THINGS TO DO:
(1) Answer the following from the physics problem set, one line each:
(a) What voltage is stated across each of the components L, C and R in the LCR series circuit?
(b) According to the explanation, what is the average current for a complete cycle?
(c) What coefficient of self-induction does the final calculation give?
(2) Write out the section of the physics problem set that opens with the words "Alternating current can" and closes with "will be zero.".
TEXT BLOCK start
In an $LCR$ series $a.c.$ circuit, the voltage across each of the components, $L,C$ and $R$ is $50V$. The voltage across the $L.C$ combination will be
A
$100V$
B
$50\sqrt 2$
C
$50$ $V$
D
$0$ $V$ (zero)

Explanation

Since the phase difference between $L$ & $C$ is $\pi ,$

$\therefore$ net voltage difference across $LC=50-50=0$
2

AIEEE 2004

Alternating current can not be measured by $D.C.$ ammeter because
A
Average value of current for complete cycle is zero
B
$A.C.$ Changes direction
C
$A.C.$ can not pass through $D.C.$ Ammeter
D
$D.C.$ Ammeter will get damaged.

Explanation

$D.C.$ ammeter measure average current in $AC$ current, average current is zero for complete cycle. Hence reading will be zero.
3

AIEEE 2003

The core of any transformer is laminated so as to
A
reduce the energy loss due to eddy currents
B
make it light weight
C
make it robust and strong
D
increase the secondary voltage

Explanation

Laminated core provide less area of cross-section for the current to flow. Because of this, resistance of the core increases and current decreases thereby decreasing the eddy current losses.
4

AIEEE 2003

When the current changes from $+ 2A$ to $-2A$ in $0.05$ second, an $e.m.f.$ of $8$ $V$ is inducted in a coil. The coefficient of self- induction of the coil is
A
$0.2H$
B
$0.4H$
C
$0.8$ $H$
D
$0.1$ $H$

Explanation

$e = - {{\Delta \phi } \over {\Delta t}} = {{ - \Delta \left( {LI} \right)} \over {\Delta t}} = - L{{\Delta I} \over {\Delta t}}$

$\therefore$ $\left| e \right| = L{{\Delta I} \over {\Delta t}} \Rightarrow 8 = L \times {4 \over {0.05}}$

$\Rightarrow L = {{8 \times 0.05} \over 4} = 0.1H$
TEXT BLOCK end
SUPPLIED INFORMATION start
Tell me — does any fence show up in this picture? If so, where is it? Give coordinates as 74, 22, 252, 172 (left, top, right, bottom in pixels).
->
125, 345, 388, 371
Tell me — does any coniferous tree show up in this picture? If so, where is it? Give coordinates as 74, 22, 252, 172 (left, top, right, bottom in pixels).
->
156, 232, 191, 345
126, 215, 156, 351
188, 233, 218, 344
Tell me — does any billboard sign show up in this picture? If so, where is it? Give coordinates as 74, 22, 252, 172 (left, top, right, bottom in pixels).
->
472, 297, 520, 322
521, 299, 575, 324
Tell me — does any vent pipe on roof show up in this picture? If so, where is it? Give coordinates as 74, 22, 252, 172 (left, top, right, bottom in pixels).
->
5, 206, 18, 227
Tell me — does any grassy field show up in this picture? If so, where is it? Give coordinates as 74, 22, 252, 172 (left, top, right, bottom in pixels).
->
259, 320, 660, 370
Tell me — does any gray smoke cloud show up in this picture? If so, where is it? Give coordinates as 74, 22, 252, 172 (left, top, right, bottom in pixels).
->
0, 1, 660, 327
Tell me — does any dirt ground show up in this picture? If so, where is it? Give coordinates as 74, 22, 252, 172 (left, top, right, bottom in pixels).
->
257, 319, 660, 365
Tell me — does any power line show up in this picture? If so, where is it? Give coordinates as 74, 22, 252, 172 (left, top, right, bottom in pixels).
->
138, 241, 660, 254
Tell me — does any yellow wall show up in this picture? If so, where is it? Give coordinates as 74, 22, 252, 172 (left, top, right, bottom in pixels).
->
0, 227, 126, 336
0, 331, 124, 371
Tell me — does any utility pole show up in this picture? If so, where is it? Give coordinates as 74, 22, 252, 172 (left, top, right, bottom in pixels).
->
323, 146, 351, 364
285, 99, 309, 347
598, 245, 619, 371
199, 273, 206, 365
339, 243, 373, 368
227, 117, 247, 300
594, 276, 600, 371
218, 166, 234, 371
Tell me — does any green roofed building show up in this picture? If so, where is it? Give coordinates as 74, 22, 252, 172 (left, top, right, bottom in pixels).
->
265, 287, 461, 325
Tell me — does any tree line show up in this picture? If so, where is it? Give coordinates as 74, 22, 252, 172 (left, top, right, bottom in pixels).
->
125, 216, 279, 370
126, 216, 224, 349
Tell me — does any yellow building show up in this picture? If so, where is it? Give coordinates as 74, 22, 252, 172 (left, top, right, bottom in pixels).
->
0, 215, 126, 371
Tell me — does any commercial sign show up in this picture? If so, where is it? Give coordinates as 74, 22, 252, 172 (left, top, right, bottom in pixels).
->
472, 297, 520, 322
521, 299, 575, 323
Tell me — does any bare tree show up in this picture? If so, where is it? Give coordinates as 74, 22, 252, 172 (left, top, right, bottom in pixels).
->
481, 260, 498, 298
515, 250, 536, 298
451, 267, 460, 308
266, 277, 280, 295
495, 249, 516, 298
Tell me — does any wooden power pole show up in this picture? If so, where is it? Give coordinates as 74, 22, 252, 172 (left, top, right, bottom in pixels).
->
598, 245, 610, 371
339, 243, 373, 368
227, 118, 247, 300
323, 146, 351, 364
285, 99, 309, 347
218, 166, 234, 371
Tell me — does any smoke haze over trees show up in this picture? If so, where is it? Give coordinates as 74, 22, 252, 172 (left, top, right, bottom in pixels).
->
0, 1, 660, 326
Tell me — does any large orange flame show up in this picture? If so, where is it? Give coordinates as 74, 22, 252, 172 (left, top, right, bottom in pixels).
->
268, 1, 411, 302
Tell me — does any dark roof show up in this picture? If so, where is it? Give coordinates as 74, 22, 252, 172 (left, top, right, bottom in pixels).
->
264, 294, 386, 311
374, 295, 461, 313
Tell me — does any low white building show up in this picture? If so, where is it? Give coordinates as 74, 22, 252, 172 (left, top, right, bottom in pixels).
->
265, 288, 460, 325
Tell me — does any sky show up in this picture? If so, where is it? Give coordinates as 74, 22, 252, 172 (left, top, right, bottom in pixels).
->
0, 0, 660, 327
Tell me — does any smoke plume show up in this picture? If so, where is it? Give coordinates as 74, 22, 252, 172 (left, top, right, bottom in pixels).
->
SUPPLIED INFORMATION end
SOLVED PROBLEMS:
(1)
(a) 50 V
(b) Zero
(c) 0.1 H

(2)
Alternating current can not be measured by $D.C.$ ammeter because
A
Average value of current for complete cycle is zero
B
$A.C.$ Changes direction
C
$A.C.$ can not pass through $D.C.$ Ammeter
D
$D.C.$ Ammeter will get damaged.

Explanation

$D.C.$ ammeter measure average current in $AC$ current, average current is zero for complete cycle. Hence reading will be zero.